> [Work to be completed] From the records below, find each line with the string "door" and copy it.

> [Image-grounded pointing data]
━━━━━━━━━━
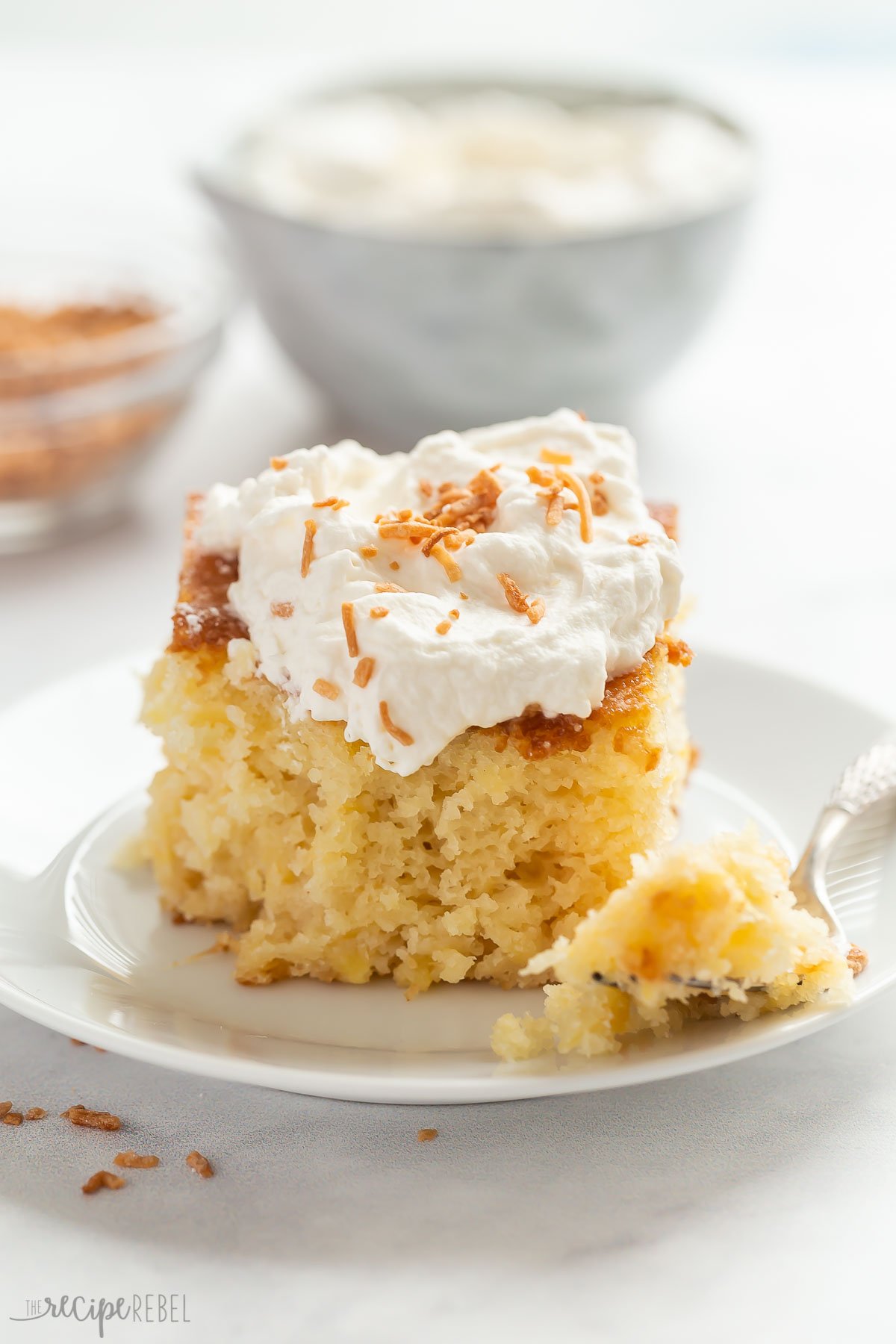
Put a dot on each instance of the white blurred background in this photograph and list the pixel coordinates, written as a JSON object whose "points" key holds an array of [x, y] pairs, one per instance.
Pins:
{"points": [[388, 28]]}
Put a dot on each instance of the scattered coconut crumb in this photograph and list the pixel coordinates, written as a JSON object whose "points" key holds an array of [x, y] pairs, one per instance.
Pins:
{"points": [[200, 1164], [308, 547], [102, 1180], [583, 502]]}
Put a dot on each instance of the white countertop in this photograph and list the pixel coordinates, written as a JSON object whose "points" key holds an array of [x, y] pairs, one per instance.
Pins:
{"points": [[753, 1202]]}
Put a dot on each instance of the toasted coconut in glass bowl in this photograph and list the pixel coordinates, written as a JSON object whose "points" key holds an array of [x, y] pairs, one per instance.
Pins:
{"points": [[102, 336]]}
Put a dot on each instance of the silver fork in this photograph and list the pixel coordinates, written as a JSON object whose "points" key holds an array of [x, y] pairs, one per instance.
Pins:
{"points": [[868, 780]]}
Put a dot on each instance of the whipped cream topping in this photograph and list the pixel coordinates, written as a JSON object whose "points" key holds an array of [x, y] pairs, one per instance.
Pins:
{"points": [[492, 164], [553, 581]]}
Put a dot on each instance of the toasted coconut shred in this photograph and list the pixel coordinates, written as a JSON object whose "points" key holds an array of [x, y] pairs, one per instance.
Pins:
{"points": [[364, 671], [433, 505], [327, 688], [308, 549], [448, 564], [393, 729], [348, 625], [583, 502]]}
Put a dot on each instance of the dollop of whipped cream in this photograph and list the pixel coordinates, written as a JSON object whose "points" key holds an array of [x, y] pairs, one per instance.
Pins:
{"points": [[492, 164], [538, 576]]}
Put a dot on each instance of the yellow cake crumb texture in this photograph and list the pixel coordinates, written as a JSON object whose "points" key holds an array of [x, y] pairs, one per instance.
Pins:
{"points": [[721, 913]]}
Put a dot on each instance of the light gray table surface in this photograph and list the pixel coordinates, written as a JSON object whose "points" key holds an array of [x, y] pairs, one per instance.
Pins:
{"points": [[754, 1202]]}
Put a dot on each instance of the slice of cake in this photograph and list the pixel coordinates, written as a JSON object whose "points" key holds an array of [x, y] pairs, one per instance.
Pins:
{"points": [[420, 712], [703, 930]]}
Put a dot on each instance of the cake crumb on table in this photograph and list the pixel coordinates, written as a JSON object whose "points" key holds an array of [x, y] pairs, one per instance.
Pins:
{"points": [[90, 1119], [102, 1180], [200, 1164], [132, 1159]]}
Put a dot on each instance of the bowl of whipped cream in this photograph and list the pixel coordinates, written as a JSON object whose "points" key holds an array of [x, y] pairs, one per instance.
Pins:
{"points": [[464, 253]]}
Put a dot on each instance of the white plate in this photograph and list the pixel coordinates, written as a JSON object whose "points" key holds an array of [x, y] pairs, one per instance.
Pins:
{"points": [[85, 951]]}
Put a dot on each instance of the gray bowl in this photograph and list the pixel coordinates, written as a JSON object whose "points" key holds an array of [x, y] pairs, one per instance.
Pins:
{"points": [[408, 335]]}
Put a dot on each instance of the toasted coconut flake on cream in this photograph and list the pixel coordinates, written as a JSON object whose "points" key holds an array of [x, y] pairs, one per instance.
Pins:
{"points": [[308, 547], [326, 688], [583, 502], [393, 729], [348, 625], [364, 671], [448, 564], [487, 507]]}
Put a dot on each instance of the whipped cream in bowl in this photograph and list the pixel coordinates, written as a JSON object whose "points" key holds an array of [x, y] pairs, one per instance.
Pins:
{"points": [[415, 596], [494, 163], [455, 253]]}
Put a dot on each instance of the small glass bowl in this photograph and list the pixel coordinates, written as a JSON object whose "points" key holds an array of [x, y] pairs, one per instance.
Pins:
{"points": [[77, 418]]}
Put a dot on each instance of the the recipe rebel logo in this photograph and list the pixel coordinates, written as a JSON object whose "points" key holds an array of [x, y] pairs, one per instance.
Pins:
{"points": [[140, 1308]]}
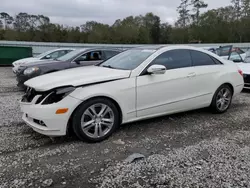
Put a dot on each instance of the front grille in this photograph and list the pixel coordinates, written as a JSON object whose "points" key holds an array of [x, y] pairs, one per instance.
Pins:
{"points": [[246, 78], [29, 95]]}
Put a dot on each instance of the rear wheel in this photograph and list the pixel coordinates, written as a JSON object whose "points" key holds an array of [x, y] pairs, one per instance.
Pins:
{"points": [[95, 120], [222, 99]]}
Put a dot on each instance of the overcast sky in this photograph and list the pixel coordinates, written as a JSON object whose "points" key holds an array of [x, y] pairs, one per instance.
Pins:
{"points": [[77, 12]]}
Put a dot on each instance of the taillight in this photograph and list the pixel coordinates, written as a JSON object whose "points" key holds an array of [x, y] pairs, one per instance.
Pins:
{"points": [[241, 73]]}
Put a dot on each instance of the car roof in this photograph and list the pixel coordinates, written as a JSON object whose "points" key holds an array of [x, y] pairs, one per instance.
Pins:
{"points": [[151, 47]]}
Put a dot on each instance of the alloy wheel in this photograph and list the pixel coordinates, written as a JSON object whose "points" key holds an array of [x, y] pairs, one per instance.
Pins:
{"points": [[97, 120], [223, 99]]}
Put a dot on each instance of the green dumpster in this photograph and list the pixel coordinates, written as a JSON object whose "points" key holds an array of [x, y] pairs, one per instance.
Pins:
{"points": [[9, 54]]}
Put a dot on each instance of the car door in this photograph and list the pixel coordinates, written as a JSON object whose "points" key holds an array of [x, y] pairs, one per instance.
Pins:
{"points": [[169, 92], [88, 58], [207, 70]]}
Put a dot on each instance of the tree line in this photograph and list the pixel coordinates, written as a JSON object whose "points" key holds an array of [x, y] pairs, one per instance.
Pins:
{"points": [[226, 24]]}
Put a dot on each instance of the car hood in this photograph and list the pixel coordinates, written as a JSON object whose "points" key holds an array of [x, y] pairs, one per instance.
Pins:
{"points": [[40, 63], [245, 67], [76, 77]]}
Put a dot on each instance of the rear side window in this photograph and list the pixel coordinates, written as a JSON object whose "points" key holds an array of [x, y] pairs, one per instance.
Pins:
{"points": [[174, 59], [110, 54], [201, 59]]}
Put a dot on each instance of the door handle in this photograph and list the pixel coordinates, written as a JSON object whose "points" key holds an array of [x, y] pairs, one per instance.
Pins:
{"points": [[191, 75]]}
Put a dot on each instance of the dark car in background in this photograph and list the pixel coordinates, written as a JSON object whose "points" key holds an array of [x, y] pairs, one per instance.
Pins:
{"points": [[76, 58]]}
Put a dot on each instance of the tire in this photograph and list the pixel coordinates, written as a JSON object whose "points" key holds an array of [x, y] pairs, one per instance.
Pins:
{"points": [[98, 128], [220, 97]]}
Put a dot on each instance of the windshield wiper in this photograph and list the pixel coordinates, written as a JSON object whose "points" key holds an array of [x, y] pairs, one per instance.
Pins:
{"points": [[108, 66]]}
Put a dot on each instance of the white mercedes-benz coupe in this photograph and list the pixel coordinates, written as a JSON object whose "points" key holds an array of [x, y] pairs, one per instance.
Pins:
{"points": [[136, 84]]}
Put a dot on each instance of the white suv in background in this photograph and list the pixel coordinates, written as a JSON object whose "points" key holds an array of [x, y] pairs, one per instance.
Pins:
{"points": [[51, 54]]}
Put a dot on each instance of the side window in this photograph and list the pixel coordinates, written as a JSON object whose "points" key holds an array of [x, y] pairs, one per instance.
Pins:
{"points": [[235, 57], [54, 55], [109, 54], [90, 56], [62, 53], [174, 59], [201, 59]]}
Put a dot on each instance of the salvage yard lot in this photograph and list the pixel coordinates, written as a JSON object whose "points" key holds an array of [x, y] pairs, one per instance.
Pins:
{"points": [[189, 149]]}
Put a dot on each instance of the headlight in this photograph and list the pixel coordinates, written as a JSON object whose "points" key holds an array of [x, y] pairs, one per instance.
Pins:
{"points": [[30, 70], [57, 95]]}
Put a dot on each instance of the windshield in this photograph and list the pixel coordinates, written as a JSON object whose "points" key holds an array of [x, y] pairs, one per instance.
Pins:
{"points": [[128, 60], [44, 54], [69, 55]]}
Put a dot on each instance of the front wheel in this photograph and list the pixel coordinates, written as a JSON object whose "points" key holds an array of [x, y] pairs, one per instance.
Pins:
{"points": [[95, 120], [222, 99]]}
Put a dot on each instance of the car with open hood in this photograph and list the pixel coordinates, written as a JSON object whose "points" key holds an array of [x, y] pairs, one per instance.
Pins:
{"points": [[51, 54], [137, 84], [76, 58]]}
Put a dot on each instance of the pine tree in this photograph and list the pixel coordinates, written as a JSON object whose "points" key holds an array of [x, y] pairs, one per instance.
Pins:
{"points": [[197, 5], [183, 11], [246, 8], [237, 8]]}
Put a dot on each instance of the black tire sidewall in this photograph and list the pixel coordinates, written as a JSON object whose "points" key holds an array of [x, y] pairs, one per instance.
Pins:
{"points": [[76, 123], [214, 106]]}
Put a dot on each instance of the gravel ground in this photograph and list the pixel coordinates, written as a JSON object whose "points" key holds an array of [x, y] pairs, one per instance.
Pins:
{"points": [[193, 149]]}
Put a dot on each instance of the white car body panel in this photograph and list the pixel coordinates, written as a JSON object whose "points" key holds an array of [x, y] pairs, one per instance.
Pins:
{"points": [[139, 97], [245, 67]]}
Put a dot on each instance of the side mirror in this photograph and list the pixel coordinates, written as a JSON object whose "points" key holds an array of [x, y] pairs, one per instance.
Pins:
{"points": [[77, 61], [156, 69], [47, 56]]}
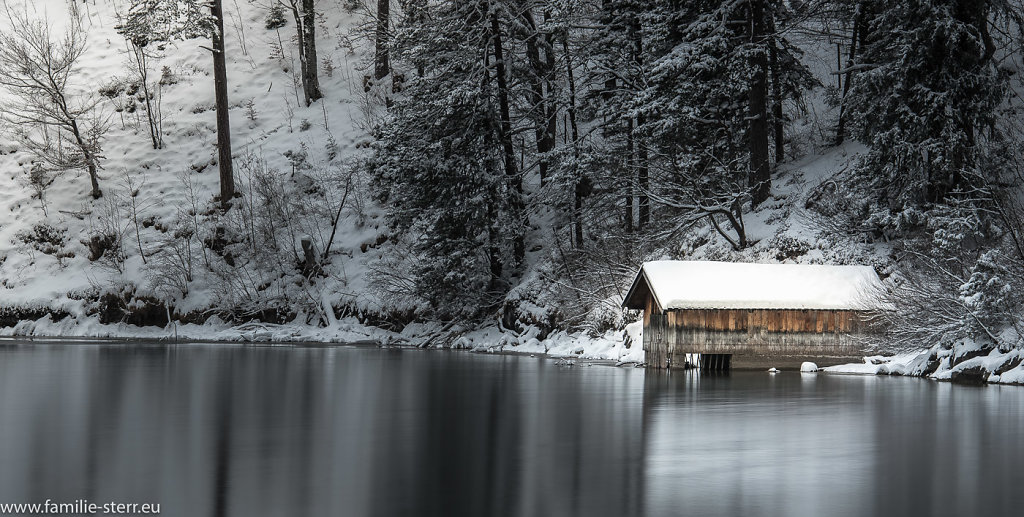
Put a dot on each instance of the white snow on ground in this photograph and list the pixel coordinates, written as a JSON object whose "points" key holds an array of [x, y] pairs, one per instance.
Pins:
{"points": [[708, 285], [914, 363], [268, 120], [609, 346]]}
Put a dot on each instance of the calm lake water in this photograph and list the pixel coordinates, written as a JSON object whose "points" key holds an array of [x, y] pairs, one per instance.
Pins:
{"points": [[208, 430]]}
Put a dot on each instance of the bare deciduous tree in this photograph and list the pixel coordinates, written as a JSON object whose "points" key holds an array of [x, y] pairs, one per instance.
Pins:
{"points": [[47, 115]]}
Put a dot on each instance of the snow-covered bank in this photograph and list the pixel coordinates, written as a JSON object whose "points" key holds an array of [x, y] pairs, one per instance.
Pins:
{"points": [[966, 361], [621, 346]]}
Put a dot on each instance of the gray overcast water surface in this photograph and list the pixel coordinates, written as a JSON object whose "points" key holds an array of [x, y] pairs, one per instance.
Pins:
{"points": [[209, 430]]}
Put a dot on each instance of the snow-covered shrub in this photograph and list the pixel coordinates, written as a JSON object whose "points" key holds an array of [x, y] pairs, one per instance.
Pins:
{"points": [[44, 238], [275, 16], [603, 317]]}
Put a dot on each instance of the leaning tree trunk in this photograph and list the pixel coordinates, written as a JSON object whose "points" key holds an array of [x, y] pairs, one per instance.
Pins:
{"points": [[223, 120], [643, 181], [310, 80], [579, 188], [511, 173], [776, 103], [855, 38], [760, 175], [382, 62], [540, 78]]}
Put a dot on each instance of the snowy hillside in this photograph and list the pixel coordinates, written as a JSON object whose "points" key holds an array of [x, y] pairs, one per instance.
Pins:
{"points": [[269, 122], [494, 178]]}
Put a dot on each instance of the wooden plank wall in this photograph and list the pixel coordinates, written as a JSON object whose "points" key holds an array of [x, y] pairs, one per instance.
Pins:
{"points": [[668, 337]]}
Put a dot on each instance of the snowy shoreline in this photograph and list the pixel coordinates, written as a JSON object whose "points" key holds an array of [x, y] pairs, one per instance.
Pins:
{"points": [[966, 362]]}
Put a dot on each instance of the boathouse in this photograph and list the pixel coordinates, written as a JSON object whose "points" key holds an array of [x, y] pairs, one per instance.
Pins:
{"points": [[752, 314]]}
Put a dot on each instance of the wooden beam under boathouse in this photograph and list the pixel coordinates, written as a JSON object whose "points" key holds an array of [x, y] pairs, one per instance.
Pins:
{"points": [[752, 315]]}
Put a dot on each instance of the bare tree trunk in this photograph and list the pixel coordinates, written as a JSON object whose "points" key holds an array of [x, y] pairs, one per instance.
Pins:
{"points": [[855, 39], [543, 110], [305, 28], [223, 119], [580, 189], [511, 172], [643, 182], [628, 183], [310, 79], [776, 99], [760, 174], [382, 63]]}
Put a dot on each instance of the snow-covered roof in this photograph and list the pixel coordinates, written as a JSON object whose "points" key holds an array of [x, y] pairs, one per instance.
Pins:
{"points": [[705, 285]]}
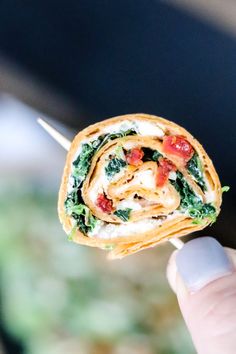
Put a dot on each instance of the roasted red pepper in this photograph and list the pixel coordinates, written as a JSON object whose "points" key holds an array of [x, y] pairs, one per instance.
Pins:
{"points": [[104, 204], [134, 157], [179, 146]]}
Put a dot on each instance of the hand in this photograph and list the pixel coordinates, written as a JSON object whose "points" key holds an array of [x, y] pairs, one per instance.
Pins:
{"points": [[203, 276]]}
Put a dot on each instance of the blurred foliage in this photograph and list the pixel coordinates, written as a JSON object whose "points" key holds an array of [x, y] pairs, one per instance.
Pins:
{"points": [[58, 297]]}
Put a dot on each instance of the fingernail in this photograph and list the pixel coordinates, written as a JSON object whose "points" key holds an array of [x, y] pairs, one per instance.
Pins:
{"points": [[201, 261]]}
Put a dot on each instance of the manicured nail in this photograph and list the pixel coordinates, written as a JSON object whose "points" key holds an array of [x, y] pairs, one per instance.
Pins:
{"points": [[201, 261]]}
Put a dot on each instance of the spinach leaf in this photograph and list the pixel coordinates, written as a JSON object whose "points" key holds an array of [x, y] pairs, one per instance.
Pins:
{"points": [[225, 189], [74, 204], [123, 214], [83, 161], [190, 202], [83, 216], [151, 155], [194, 167], [114, 166]]}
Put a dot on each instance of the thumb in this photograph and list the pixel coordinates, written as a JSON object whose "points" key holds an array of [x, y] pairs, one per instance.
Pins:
{"points": [[203, 276]]}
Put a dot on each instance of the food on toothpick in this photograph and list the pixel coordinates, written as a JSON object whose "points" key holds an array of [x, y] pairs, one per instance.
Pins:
{"points": [[133, 181]]}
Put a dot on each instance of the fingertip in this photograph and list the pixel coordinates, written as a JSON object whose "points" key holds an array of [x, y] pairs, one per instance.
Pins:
{"points": [[171, 271]]}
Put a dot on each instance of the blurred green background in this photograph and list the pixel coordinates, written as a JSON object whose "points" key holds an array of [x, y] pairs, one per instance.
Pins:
{"points": [[57, 297], [79, 62]]}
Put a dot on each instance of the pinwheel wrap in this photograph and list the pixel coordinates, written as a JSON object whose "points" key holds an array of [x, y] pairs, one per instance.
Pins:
━━━━━━━━━━
> [Your solution]
Put a dot on each instance of the car door in this photograph and list the pixel coordinates, written as a JSON object whose "points" key holds an array of [x, y] pairs, one per instance.
Put a dot on each instance of the door handle in this photograph and list the pixel coordinates, written as a JSON object whose "points" key holds an array of [x, y] pairs, one per instance.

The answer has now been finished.